Dataset entries
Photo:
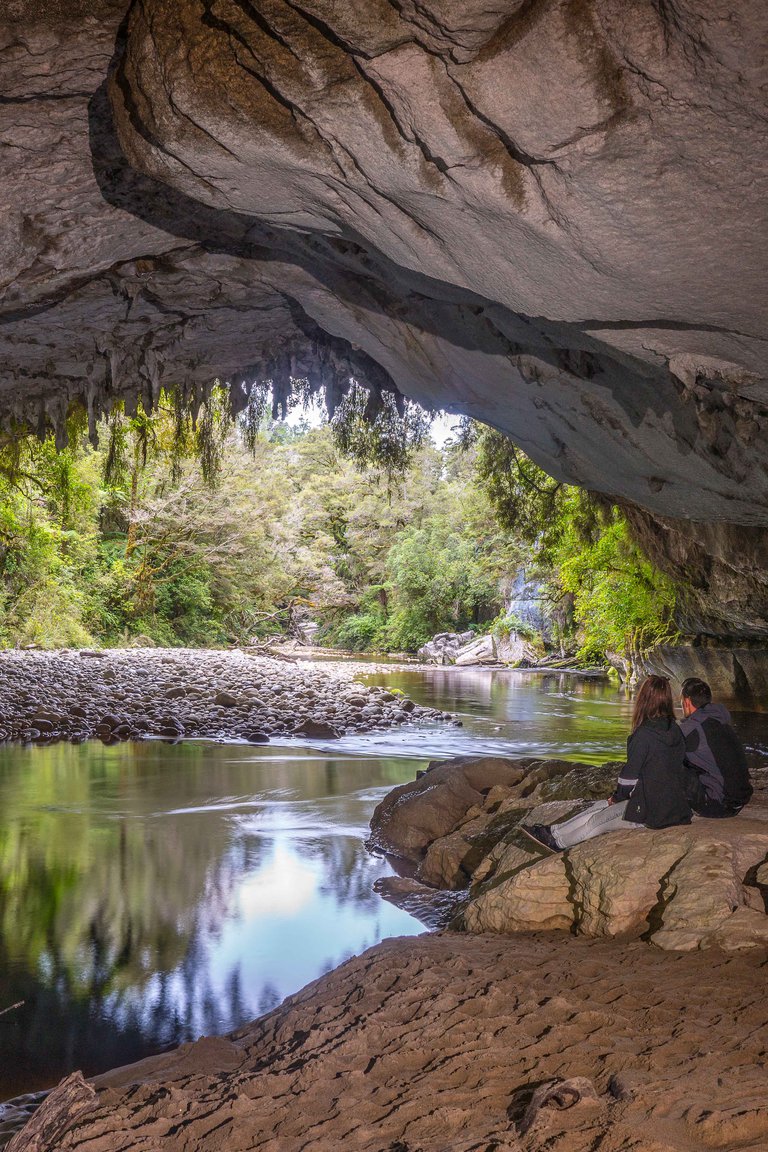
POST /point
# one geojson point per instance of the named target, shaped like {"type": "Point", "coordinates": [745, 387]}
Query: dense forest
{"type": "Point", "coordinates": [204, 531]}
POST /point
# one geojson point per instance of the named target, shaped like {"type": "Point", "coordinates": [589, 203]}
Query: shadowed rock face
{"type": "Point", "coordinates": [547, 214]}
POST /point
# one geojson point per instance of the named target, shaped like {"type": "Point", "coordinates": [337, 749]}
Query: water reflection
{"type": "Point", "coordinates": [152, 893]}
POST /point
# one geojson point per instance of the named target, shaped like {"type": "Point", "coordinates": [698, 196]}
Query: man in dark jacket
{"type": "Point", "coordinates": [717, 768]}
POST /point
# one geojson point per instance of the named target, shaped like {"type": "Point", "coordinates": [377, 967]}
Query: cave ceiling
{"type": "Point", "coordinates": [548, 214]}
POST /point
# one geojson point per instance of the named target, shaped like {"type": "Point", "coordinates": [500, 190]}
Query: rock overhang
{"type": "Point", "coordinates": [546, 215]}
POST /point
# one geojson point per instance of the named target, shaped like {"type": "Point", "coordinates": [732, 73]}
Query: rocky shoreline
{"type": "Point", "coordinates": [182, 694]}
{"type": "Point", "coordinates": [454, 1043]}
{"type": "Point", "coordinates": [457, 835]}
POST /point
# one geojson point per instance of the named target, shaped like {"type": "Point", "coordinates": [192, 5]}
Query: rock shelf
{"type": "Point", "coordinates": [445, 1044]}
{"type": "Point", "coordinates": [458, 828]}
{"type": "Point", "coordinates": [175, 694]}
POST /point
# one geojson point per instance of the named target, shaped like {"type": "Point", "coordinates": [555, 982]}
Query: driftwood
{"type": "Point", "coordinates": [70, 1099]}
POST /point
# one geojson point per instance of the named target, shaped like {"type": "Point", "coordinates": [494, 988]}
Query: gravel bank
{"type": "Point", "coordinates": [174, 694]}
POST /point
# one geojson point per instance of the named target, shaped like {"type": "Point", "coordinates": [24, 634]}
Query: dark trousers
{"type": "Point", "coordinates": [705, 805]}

[What is being asked]
When the word "target" occurs in a line above, list that line.

[Response for this exercise]
# one geojson point per instance of the named target, shaped like {"type": "Point", "coordinates": [745, 387]}
# one geojson point per instance of the named target, shaped like {"type": "Point", "coordinates": [589, 203]}
# one geojson point per instance of the named target, shaped like {"type": "Point", "coordinates": [337, 749]}
# one geojson point per instance of the named target, shaped like {"type": "Point", "coordinates": [698, 196]}
# one geojson point per instance of the named target, shaped like {"type": "Point", "coordinates": [377, 967]}
# one geojson point per instance of the named target, shaped like {"type": "Point", "coordinates": [500, 190]}
# one geojson point per instance of the named target, shaped like {"type": "Point", "coordinates": [732, 73]}
# one geojson point per instance of the named target, shaped like {"type": "Point", "coordinates": [192, 5]}
# one geojson point per instance of the named target, shaped like {"type": "Point", "coordinates": [555, 982]}
# one geojson point per instance of the named target, shaped like {"type": "Point", "coordinates": [494, 988]}
# one geojson point per instance of the named target, shaped like {"type": "Point", "coordinates": [24, 634]}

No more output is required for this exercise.